Supplied material: Begin

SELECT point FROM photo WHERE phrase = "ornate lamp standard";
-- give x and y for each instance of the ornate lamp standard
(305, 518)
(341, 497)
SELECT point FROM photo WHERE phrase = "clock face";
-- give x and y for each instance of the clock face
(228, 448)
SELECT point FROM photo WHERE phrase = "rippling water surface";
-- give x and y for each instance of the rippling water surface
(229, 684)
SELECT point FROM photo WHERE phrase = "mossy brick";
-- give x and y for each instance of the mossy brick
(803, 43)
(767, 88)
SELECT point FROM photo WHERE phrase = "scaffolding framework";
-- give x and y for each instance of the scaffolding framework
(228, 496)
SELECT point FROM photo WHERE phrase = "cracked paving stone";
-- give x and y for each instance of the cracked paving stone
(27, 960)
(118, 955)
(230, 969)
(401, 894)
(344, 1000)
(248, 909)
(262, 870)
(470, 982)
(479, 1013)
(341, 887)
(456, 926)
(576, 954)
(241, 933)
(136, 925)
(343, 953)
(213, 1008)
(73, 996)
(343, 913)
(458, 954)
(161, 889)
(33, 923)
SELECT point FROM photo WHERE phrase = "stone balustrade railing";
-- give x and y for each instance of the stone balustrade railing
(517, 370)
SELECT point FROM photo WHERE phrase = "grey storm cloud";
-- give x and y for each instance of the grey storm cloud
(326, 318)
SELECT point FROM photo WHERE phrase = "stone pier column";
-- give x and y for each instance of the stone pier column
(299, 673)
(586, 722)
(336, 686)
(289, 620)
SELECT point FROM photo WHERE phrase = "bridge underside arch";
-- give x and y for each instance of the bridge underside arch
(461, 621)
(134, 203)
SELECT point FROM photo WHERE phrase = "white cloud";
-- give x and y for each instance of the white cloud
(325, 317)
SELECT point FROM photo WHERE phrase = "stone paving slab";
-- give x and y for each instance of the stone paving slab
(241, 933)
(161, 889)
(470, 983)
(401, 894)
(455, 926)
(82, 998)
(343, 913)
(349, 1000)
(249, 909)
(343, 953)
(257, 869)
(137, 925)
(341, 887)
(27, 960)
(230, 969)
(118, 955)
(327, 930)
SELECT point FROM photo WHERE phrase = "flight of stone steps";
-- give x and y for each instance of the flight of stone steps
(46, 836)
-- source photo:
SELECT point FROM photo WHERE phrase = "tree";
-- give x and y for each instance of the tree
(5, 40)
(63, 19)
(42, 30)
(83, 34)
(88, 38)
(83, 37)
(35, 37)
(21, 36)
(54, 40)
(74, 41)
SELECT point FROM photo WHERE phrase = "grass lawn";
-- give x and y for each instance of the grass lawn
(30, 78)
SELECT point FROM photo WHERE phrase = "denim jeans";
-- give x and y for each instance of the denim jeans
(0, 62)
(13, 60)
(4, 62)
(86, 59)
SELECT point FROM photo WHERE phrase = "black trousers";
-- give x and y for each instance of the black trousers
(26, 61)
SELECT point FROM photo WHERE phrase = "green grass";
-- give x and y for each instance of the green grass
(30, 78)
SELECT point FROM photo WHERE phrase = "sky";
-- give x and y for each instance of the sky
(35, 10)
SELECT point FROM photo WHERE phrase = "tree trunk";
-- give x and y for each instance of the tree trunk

Supplied material: End

### Task details:
Please transcribe the material above precisely as it stands.

### Written response:
SELECT point FROM photo WHERE phrase = "ornate lamp standard";
-- give x and y for each instance of the ornate lamp standard
(305, 518)
(341, 497)
SELECT point FROM photo WHERE phrase = "clock face";
-- give x and y for each instance of the clock face
(228, 448)
SELECT point FROM photo WHERE phrase = "rippling water surface";
-- give x and y for each instance of the rippling water surface
(229, 684)
SELECT point FROM photo WHERE phrase = "mossy brick";
-- give x and y for each instance of the mossy brick
(803, 43)
(767, 88)
SELECT point FROM photo WHERE phrase = "scaffolding framework";
-- give x and y for each instance of the scaffolding framework
(228, 496)
SELECT point FROM photo WHERE phrase = "cracked paving stone";
-- give x and y for each instance of the cracked paving stone
(27, 960)
(118, 955)
(230, 969)
(401, 894)
(344, 1000)
(248, 909)
(262, 870)
(470, 982)
(479, 1013)
(341, 887)
(456, 926)
(576, 954)
(241, 933)
(136, 925)
(343, 953)
(213, 1008)
(73, 996)
(343, 913)
(458, 954)
(161, 889)
(33, 923)
SELECT point FROM photo WHERE phrase = "stone balustrade railing";
-- give x and y for each instance of the stone balustrade railing
(517, 370)
SELECT point FROM photo WHERE phrase = "grey storm cloud";
-- give x and y for each instance of the grey storm cloud
(326, 318)
SELECT point FROM photo WHERE phrase = "stone pier column";
-- give x and y for each instance of the stone pier column
(299, 673)
(586, 722)
(336, 686)
(289, 620)
SELECT point FROM photo WHERE phrase = "bridge underside arch";
-- give x and y for each instance of the bridge underside arch
(461, 621)
(134, 203)
SELECT point FROM photo WHERE phrase = "white cloud";
-- give x and y for each instance of the white cloud
(325, 317)
SELECT point FROM photo WHERE phrase = "stone paving slab";
-- give x and y for each instance of the stone paving slab
(241, 933)
(161, 889)
(470, 983)
(401, 894)
(455, 926)
(82, 998)
(343, 913)
(349, 1000)
(249, 909)
(343, 953)
(257, 869)
(137, 925)
(341, 887)
(27, 960)
(230, 969)
(118, 955)
(327, 930)
SELECT point FROM photo WHERE phrase = "flight of stone steps";
-- give x and y for each instance of the flight of stone steps
(46, 836)
-- source photo:
SELECT point FROM photo WHERE phrase = "tree";
-- give x and y for each instance of the tree
(5, 40)
(63, 19)
(42, 30)
(83, 34)
(88, 38)
(83, 37)
(35, 37)
(21, 36)
(54, 40)
(74, 41)
SELECT point FROM photo WHERE phrase = "grass lawn";
-- give x and y for each instance of the grass lawn
(30, 78)
SELECT point FROM photo WHERE phrase = "denim jeans";
-- give x and y for each instance of the denim jeans
(0, 62)
(13, 60)
(4, 62)
(86, 59)
SELECT point FROM photo WHERE phrase = "black trousers";
-- give x and y for each instance of the black trousers
(26, 61)
SELECT point FROM photo WHERE phrase = "green grass";
-- give x and y for each instance of the green grass
(30, 78)
SELECT point FROM photo WHERE phrase = "sky";
-- give x and y for each instance of the sky
(35, 10)
SELECT point FROM photo WHERE phrase = "tree trunk";
-- give x and y for each instance of the tree trunk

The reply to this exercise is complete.